## WORK TASK
Copy out exactly the lines below that run from the one holding "hillside in this photo." to the one holding "corner in this photo.", keeping both of those lines and no others.

## SUPPLIED MATERIAL
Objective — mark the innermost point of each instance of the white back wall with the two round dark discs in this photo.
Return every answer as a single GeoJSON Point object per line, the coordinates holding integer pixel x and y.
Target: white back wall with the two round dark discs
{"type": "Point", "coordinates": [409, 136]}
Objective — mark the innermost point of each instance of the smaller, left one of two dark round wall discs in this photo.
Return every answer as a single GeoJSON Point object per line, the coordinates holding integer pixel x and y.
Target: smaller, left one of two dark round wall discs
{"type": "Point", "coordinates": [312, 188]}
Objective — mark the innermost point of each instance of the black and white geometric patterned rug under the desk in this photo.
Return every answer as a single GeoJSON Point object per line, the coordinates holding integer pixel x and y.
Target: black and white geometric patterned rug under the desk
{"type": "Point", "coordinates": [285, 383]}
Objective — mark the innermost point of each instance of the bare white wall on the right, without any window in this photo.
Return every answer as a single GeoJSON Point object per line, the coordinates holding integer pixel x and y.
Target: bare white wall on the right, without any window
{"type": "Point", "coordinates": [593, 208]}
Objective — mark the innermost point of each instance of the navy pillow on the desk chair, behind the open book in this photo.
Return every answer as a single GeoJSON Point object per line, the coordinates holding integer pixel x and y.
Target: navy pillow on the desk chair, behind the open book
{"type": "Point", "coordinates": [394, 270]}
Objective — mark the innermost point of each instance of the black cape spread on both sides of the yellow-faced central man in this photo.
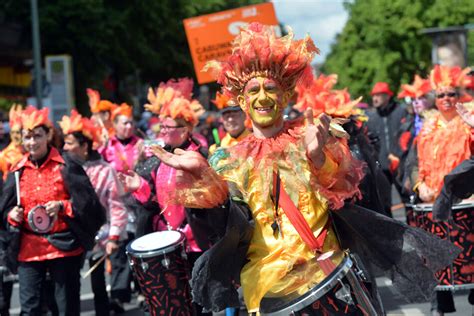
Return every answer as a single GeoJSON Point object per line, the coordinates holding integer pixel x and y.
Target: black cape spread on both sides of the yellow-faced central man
{"type": "Point", "coordinates": [407, 255]}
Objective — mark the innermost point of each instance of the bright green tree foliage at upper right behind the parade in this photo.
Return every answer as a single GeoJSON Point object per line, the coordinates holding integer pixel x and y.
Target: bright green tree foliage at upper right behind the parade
{"type": "Point", "coordinates": [382, 42]}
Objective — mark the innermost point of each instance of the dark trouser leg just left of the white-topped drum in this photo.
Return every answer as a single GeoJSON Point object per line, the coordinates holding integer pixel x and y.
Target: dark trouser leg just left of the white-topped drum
{"type": "Point", "coordinates": [121, 274]}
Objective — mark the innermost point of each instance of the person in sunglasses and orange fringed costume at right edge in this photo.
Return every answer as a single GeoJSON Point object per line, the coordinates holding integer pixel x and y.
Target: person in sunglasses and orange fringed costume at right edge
{"type": "Point", "coordinates": [443, 143]}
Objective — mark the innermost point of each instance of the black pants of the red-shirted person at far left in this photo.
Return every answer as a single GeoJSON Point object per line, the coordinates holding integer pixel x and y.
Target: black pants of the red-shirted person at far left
{"type": "Point", "coordinates": [65, 276]}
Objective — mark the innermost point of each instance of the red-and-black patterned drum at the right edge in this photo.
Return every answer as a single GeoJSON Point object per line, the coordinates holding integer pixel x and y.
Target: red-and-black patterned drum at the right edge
{"type": "Point", "coordinates": [459, 230]}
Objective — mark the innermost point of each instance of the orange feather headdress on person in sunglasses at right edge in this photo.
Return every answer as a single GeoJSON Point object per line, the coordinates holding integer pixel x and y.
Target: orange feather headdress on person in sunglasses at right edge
{"type": "Point", "coordinates": [445, 76]}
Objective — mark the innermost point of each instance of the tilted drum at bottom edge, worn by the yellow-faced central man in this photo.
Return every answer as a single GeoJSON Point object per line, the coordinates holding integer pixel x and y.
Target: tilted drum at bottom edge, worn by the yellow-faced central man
{"type": "Point", "coordinates": [341, 293]}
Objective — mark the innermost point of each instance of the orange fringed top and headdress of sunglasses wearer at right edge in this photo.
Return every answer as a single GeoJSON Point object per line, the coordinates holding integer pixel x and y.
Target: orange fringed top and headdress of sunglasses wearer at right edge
{"type": "Point", "coordinates": [443, 145]}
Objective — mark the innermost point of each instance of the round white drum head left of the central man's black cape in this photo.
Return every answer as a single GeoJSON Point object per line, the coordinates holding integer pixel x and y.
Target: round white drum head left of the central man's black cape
{"type": "Point", "coordinates": [156, 241]}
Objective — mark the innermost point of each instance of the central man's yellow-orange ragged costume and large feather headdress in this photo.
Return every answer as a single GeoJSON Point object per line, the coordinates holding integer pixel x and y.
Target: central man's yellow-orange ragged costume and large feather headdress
{"type": "Point", "coordinates": [283, 265]}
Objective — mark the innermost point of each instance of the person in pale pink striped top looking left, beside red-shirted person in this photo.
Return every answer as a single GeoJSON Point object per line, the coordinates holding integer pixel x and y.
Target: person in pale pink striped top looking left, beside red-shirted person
{"type": "Point", "coordinates": [81, 137]}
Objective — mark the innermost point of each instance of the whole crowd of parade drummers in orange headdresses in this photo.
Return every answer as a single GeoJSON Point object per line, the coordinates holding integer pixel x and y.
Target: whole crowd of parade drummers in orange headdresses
{"type": "Point", "coordinates": [270, 204]}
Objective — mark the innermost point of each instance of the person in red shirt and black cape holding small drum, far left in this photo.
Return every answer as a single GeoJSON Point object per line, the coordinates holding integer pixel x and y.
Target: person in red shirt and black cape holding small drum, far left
{"type": "Point", "coordinates": [48, 185]}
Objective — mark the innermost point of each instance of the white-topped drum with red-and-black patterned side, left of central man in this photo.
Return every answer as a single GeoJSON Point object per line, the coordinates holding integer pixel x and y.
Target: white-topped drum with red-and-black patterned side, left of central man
{"type": "Point", "coordinates": [159, 264]}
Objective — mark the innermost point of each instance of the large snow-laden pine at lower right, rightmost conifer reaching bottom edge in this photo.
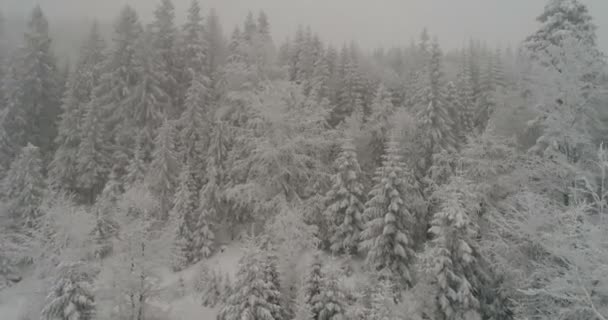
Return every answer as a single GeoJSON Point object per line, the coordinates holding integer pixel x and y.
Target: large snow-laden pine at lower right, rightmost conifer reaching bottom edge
{"type": "Point", "coordinates": [454, 252]}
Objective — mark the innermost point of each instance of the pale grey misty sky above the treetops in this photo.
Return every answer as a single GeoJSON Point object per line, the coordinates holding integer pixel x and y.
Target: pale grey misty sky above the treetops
{"type": "Point", "coordinates": [371, 23]}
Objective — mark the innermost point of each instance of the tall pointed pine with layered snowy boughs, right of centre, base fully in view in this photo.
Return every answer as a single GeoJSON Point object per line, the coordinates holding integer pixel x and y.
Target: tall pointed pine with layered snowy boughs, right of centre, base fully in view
{"type": "Point", "coordinates": [389, 221]}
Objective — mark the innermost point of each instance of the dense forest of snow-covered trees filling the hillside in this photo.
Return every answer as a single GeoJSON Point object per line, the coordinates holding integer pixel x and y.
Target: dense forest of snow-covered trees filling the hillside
{"type": "Point", "coordinates": [413, 167]}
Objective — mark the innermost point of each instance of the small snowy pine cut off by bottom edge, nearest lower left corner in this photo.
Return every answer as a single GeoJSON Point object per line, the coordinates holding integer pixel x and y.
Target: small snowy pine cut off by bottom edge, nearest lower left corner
{"type": "Point", "coordinates": [70, 297]}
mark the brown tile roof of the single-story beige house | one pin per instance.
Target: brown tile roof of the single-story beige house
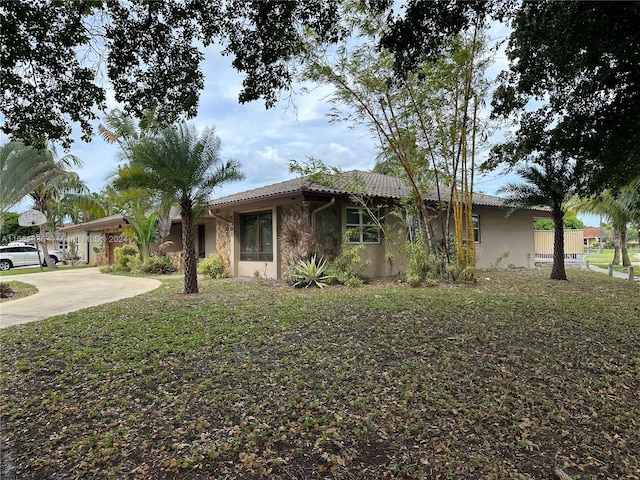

## TASK SOLUTION
Objective — mark the innermost point of each instance of the dense forest of snow-covered trees filling the hillside in this photo.
Return every answer as a single GeoJSON Point object per line, the coordinates holding integer pixel x and y.
Target: dense forest of snow-covered trees filling the hillside
{"type": "Point", "coordinates": [413, 167]}
Objective — mark the innermost point of each instance of the small snowy pine cut off by bottom edge, nearest lower left corner in this photo.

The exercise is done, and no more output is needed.